Saved entries:
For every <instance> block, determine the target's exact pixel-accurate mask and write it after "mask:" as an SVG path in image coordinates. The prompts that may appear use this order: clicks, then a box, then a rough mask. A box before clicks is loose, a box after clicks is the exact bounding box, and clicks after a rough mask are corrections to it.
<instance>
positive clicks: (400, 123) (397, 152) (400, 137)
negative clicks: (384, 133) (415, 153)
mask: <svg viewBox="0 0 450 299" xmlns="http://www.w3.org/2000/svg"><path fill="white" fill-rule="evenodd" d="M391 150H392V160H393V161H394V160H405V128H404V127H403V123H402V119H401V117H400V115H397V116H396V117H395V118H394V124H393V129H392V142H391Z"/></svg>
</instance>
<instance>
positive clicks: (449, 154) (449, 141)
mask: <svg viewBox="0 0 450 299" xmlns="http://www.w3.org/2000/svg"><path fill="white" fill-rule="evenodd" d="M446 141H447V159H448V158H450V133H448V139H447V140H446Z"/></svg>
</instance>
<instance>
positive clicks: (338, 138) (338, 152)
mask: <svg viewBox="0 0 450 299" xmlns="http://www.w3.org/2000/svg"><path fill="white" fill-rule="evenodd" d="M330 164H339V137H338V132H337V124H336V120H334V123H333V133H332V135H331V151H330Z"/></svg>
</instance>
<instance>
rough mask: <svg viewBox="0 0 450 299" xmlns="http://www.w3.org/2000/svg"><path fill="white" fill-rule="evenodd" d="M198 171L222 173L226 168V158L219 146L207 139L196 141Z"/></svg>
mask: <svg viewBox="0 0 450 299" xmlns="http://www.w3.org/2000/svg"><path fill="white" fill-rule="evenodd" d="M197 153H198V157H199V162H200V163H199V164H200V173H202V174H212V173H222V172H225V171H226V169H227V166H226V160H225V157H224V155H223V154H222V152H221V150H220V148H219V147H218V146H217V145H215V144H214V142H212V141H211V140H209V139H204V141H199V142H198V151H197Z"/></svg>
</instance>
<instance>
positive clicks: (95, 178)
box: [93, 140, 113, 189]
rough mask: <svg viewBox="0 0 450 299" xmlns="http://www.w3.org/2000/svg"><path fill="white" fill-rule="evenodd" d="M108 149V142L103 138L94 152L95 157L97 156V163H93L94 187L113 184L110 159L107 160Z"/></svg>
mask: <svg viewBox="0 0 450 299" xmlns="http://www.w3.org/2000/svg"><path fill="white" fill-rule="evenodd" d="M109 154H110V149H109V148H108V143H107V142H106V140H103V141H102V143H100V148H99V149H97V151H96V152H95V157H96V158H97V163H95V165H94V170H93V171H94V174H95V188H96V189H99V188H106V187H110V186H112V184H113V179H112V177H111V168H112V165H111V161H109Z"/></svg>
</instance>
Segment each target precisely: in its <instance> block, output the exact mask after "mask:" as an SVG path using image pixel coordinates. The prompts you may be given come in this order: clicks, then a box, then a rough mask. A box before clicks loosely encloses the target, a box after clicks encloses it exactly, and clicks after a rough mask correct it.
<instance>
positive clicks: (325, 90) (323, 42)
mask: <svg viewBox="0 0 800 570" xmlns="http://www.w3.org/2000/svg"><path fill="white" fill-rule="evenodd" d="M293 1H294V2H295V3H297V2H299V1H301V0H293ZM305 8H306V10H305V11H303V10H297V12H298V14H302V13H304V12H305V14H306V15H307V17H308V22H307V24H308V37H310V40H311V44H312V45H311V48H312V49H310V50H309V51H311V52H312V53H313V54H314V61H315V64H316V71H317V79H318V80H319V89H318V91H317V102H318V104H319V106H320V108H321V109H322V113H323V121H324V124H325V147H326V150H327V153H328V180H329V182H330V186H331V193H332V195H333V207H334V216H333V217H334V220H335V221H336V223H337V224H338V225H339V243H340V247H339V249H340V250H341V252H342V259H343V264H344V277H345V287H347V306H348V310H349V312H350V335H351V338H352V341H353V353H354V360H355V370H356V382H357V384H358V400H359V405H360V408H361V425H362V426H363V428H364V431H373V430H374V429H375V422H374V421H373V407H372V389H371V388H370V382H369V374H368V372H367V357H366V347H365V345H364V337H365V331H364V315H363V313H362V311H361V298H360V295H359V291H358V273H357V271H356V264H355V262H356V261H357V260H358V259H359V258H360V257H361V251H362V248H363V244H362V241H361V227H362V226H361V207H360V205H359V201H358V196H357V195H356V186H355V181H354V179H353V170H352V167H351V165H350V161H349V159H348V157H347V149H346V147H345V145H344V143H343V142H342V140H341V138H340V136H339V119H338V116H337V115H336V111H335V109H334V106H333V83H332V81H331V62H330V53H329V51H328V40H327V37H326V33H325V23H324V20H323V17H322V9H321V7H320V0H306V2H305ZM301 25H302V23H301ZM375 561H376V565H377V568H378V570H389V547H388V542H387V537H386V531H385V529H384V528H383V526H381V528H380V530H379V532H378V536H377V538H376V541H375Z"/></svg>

** TASK REQUIREMENTS **
Reproduce all the records precisely.

** EXERCISE RESULT **
For every <instance> block, determine the target's exact pixel-accurate mask and write it after "mask:" as an SVG path in image coordinates. The prompts that may appear use this order: clicks, then a box, then a rough mask. A box before clicks is loose, a box after clicks is the exact bounding box, and clicks after a rough mask are corrections to it.
<instance>
positive clicks: (400, 123) (397, 152) (400, 137)
negative clicks: (384, 133) (415, 153)
mask: <svg viewBox="0 0 450 299" xmlns="http://www.w3.org/2000/svg"><path fill="white" fill-rule="evenodd" d="M391 150H392V160H393V161H394V160H405V128H404V127H403V123H402V119H401V117H400V115H397V116H396V117H395V118H394V124H393V129H392V142H391Z"/></svg>
</instance>
<instance>
positive clicks: (449, 154) (449, 141)
mask: <svg viewBox="0 0 450 299" xmlns="http://www.w3.org/2000/svg"><path fill="white" fill-rule="evenodd" d="M446 141H447V159H448V158H450V133H448V139H447V140H446Z"/></svg>
</instance>
<instance>
positive clicks: (338, 138) (338, 152)
mask: <svg viewBox="0 0 450 299" xmlns="http://www.w3.org/2000/svg"><path fill="white" fill-rule="evenodd" d="M330 164H339V137H338V132H337V124H336V120H334V123H333V133H332V135H331V151H330Z"/></svg>
</instance>
<instance>
rough mask: <svg viewBox="0 0 450 299" xmlns="http://www.w3.org/2000/svg"><path fill="white" fill-rule="evenodd" d="M198 171L222 173L226 168V158L219 146L207 139L196 141Z"/></svg>
mask: <svg viewBox="0 0 450 299" xmlns="http://www.w3.org/2000/svg"><path fill="white" fill-rule="evenodd" d="M197 153H198V157H199V162H200V163H199V164H200V173H202V174H212V173H222V172H225V171H226V169H227V166H226V160H225V157H224V155H223V154H222V152H221V150H220V148H219V147H218V146H217V145H215V144H214V142H212V141H211V140H209V139H204V141H199V142H198V151H197Z"/></svg>
</instance>
<instance>
positive clicks: (95, 178)
box: [93, 140, 113, 189]
rough mask: <svg viewBox="0 0 450 299" xmlns="http://www.w3.org/2000/svg"><path fill="white" fill-rule="evenodd" d="M108 149V142L103 138L94 152L95 157L97 156V163H93L94 187L113 184L110 159L107 160Z"/></svg>
mask: <svg viewBox="0 0 450 299" xmlns="http://www.w3.org/2000/svg"><path fill="white" fill-rule="evenodd" d="M109 154H110V149H109V148H108V143H107V142H106V140H103V141H102V143H100V148H99V149H97V151H96V152H95V157H96V158H97V163H95V165H94V170H93V171H94V174H95V188H96V189H99V188H106V187H110V186H112V184H113V179H112V177H111V168H112V165H111V161H109Z"/></svg>
</instance>
Segment each target precisely: in its <instance> block, output the exact mask after "mask:" as an SVG path using image pixel coordinates. The prompts you may be given come in this order: clicks, then a box, then a rough mask. A box before clicks loosely encloses the target, a box after clicks encloses it exactly, and clicks after a rough mask correct it.
<instance>
positive clicks: (325, 90) (323, 42)
mask: <svg viewBox="0 0 800 570" xmlns="http://www.w3.org/2000/svg"><path fill="white" fill-rule="evenodd" d="M293 1H294V2H295V3H297V2H299V1H301V0H293ZM305 8H306V10H305V11H303V10H297V12H298V14H302V13H304V12H305V14H306V15H307V17H308V22H307V24H308V37H310V40H311V44H312V45H311V48H312V49H310V50H309V51H311V52H312V53H313V54H314V61H315V64H316V71H317V79H318V80H319V89H318V91H317V102H318V104H319V106H320V108H321V109H322V113H323V121H324V124H325V147H326V150H327V153H328V180H329V182H330V186H331V193H332V195H333V207H334V216H333V217H334V220H335V221H336V223H337V224H338V225H339V243H340V247H339V249H340V250H341V252H342V259H343V264H344V277H345V287H347V306H348V310H349V312H350V335H351V338H352V341H353V353H354V360H355V370H356V382H357V384H358V400H359V405H360V408H361V425H362V426H363V428H364V431H373V430H374V429H375V422H374V421H373V407H372V389H371V388H370V382H369V374H368V372H367V357H366V347H365V345H364V337H365V331H364V315H363V313H362V311H361V298H360V295H359V291H358V273H357V271H356V264H355V262H356V261H357V260H358V259H359V258H360V257H361V251H362V248H363V244H362V241H361V227H362V226H361V207H360V205H359V201H358V196H357V195H356V186H355V181H354V179H353V170H352V167H351V165H350V161H349V159H348V157H347V149H346V147H345V145H344V143H343V142H342V140H341V138H340V136H339V119H338V116H337V115H336V111H335V109H334V106H333V83H332V81H331V62H330V53H329V51H328V40H327V37H326V33H325V23H324V20H323V17H322V9H321V7H320V0H306V2H305ZM301 25H302V23H301ZM375 561H376V565H377V568H378V570H389V547H388V542H387V537H386V531H385V529H384V528H383V526H381V528H380V530H379V532H378V536H377V538H376V541H375Z"/></svg>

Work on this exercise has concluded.